TASK STATEMENT —
Copy all of the data below word for word, leaving the pictures out of your answer.
Segment Start: EXTRACTED RECORDS
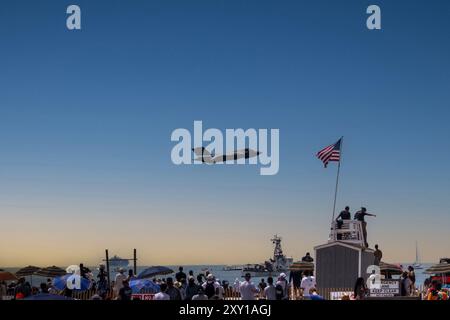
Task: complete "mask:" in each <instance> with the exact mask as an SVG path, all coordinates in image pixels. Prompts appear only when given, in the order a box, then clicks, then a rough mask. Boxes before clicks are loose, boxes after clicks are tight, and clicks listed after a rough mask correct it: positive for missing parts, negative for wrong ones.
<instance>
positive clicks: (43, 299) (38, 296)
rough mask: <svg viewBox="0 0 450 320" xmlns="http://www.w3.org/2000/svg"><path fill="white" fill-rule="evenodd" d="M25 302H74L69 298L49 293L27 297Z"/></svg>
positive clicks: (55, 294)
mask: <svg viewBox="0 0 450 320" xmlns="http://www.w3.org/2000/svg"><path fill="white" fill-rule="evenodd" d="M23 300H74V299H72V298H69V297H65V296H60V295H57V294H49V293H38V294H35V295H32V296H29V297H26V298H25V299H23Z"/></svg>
Segment End: EXTRACTED RECORDS
SOLUTION —
Task: complete "mask:" in each <instance> with the exact mask as an SVG path, all coordinates in image pixels. Prompts appear only when given, in the order a box, then clicks, then a rough mask. Boxes before clicks are loose, boxes after clicks are tight, and clicks listed after a rough mask correct it: positive for missing parts, negative for wrong ones.
<instance>
positive clicks: (43, 299) (38, 296)
rough mask: <svg viewBox="0 0 450 320" xmlns="http://www.w3.org/2000/svg"><path fill="white" fill-rule="evenodd" d="M25 302H74L69 298L49 293L27 297Z"/></svg>
positive clicks: (55, 294)
mask: <svg viewBox="0 0 450 320" xmlns="http://www.w3.org/2000/svg"><path fill="white" fill-rule="evenodd" d="M23 300H74V299H72V298H69V297H65V296H60V295H57V294H49V293H38V294H35V295H32V296H29V297H26V298H25V299H23Z"/></svg>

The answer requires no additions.